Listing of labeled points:

#####

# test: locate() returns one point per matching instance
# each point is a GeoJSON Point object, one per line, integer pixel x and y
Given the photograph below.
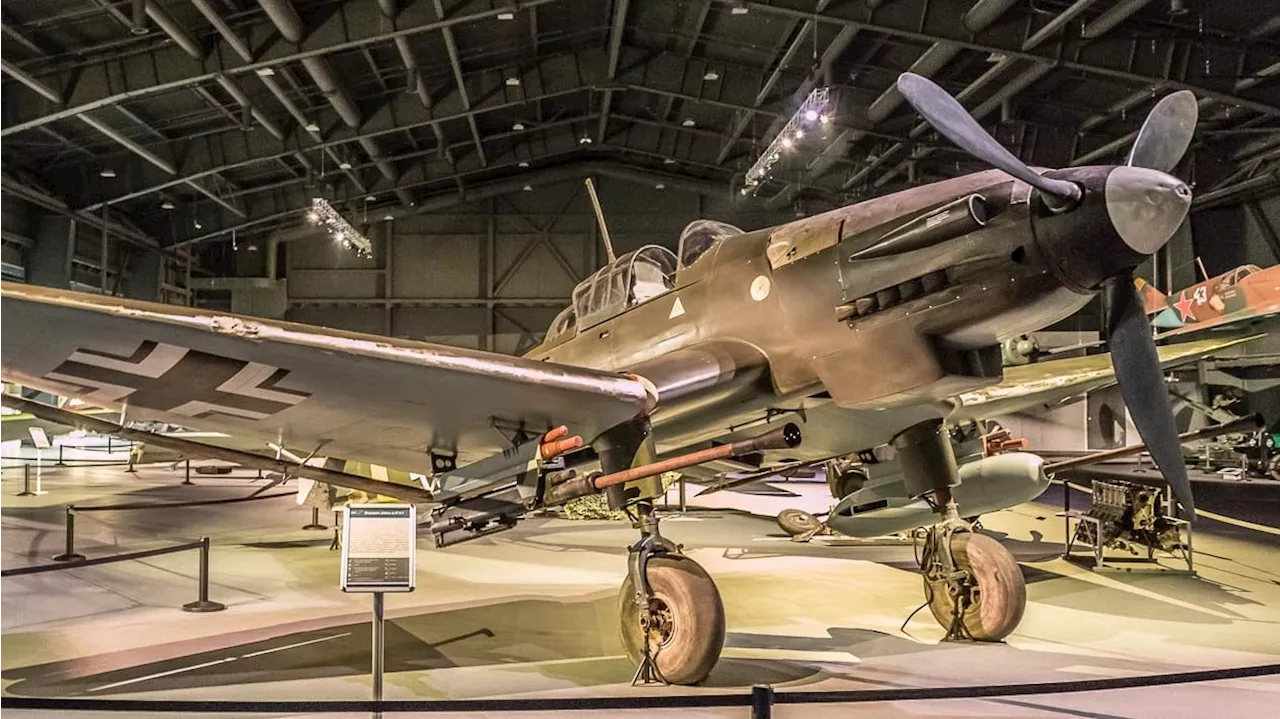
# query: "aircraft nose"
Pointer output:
{"type": "Point", "coordinates": [1146, 206]}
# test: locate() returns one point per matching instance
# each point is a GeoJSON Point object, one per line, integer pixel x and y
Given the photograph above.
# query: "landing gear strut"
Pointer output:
{"type": "Point", "coordinates": [670, 612]}
{"type": "Point", "coordinates": [972, 584]}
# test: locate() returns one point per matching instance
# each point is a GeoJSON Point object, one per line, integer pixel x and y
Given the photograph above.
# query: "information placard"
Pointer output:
{"type": "Point", "coordinates": [378, 546]}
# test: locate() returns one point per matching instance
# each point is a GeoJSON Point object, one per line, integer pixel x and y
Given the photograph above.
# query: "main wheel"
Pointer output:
{"type": "Point", "coordinates": [995, 605]}
{"type": "Point", "coordinates": [798, 522]}
{"type": "Point", "coordinates": [686, 633]}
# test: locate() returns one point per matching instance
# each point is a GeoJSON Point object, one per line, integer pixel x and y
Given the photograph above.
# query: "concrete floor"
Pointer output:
{"type": "Point", "coordinates": [530, 612]}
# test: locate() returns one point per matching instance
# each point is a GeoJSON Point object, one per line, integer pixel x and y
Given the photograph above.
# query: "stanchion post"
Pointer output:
{"type": "Point", "coordinates": [204, 604]}
{"type": "Point", "coordinates": [762, 701]}
{"type": "Point", "coordinates": [378, 646]}
{"type": "Point", "coordinates": [69, 553]}
{"type": "Point", "coordinates": [315, 521]}
{"type": "Point", "coordinates": [26, 481]}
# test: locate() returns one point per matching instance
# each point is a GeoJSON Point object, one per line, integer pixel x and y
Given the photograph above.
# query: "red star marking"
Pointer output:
{"type": "Point", "coordinates": [1184, 307]}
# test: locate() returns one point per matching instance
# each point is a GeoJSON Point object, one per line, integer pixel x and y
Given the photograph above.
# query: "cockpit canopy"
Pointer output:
{"type": "Point", "coordinates": [1239, 274]}
{"type": "Point", "coordinates": [629, 280]}
{"type": "Point", "coordinates": [700, 237]}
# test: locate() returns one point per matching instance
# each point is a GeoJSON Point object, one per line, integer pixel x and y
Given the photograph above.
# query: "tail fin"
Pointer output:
{"type": "Point", "coordinates": [1152, 298]}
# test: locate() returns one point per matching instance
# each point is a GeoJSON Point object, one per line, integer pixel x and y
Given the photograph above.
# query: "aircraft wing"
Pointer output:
{"type": "Point", "coordinates": [1047, 384]}
{"type": "Point", "coordinates": [1244, 316]}
{"type": "Point", "coordinates": [371, 398]}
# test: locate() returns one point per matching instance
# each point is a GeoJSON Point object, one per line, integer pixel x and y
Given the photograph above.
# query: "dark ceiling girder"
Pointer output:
{"type": "Point", "coordinates": [1088, 68]}
{"type": "Point", "coordinates": [272, 56]}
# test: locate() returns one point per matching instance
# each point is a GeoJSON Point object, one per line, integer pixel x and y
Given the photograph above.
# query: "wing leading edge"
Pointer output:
{"type": "Point", "coordinates": [373, 398]}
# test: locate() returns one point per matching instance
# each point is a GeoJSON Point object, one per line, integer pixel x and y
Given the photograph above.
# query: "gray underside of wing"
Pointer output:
{"type": "Point", "coordinates": [361, 397]}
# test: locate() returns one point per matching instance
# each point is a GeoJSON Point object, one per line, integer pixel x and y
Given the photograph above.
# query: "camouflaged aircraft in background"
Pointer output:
{"type": "Point", "coordinates": [1233, 300]}
{"type": "Point", "coordinates": [872, 329]}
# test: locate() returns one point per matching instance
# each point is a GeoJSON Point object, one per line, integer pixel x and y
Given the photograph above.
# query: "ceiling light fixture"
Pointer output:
{"type": "Point", "coordinates": [338, 228]}
{"type": "Point", "coordinates": [813, 109]}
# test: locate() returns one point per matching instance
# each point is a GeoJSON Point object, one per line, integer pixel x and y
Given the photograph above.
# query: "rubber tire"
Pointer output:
{"type": "Point", "coordinates": [698, 633]}
{"type": "Point", "coordinates": [798, 521]}
{"type": "Point", "coordinates": [1001, 589]}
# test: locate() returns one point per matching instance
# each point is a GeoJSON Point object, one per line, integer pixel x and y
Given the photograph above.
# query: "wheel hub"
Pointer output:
{"type": "Point", "coordinates": [659, 622]}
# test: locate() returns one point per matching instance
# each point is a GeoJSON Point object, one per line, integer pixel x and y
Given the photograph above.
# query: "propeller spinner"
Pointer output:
{"type": "Point", "coordinates": [1146, 206]}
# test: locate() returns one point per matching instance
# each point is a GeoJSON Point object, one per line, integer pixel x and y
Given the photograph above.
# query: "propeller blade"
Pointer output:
{"type": "Point", "coordinates": [1142, 384]}
{"type": "Point", "coordinates": [951, 119]}
{"type": "Point", "coordinates": [1166, 133]}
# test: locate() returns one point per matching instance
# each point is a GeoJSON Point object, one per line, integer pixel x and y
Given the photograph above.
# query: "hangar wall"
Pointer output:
{"type": "Point", "coordinates": [489, 274]}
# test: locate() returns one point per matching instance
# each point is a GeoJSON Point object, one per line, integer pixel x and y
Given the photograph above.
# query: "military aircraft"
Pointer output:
{"type": "Point", "coordinates": [872, 325]}
{"type": "Point", "coordinates": [1242, 296]}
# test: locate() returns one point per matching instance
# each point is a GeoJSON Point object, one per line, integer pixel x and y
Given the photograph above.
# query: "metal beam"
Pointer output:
{"type": "Point", "coordinates": [1083, 67]}
{"type": "Point", "coordinates": [224, 30]}
{"type": "Point", "coordinates": [129, 145]}
{"type": "Point", "coordinates": [616, 30]}
{"type": "Point", "coordinates": [277, 58]}
{"type": "Point", "coordinates": [451, 46]}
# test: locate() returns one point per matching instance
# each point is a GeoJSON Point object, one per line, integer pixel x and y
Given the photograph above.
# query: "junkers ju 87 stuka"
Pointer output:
{"type": "Point", "coordinates": [873, 326]}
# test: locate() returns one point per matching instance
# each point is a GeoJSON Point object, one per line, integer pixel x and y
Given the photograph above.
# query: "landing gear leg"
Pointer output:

#####

§ WHAT THE TASK ASKS
Extract each line of the listing above that contains the string "landing".

§ RESULT OF THE EXERCISE
# query: "landing gear strut"
# query: "landing gear leg"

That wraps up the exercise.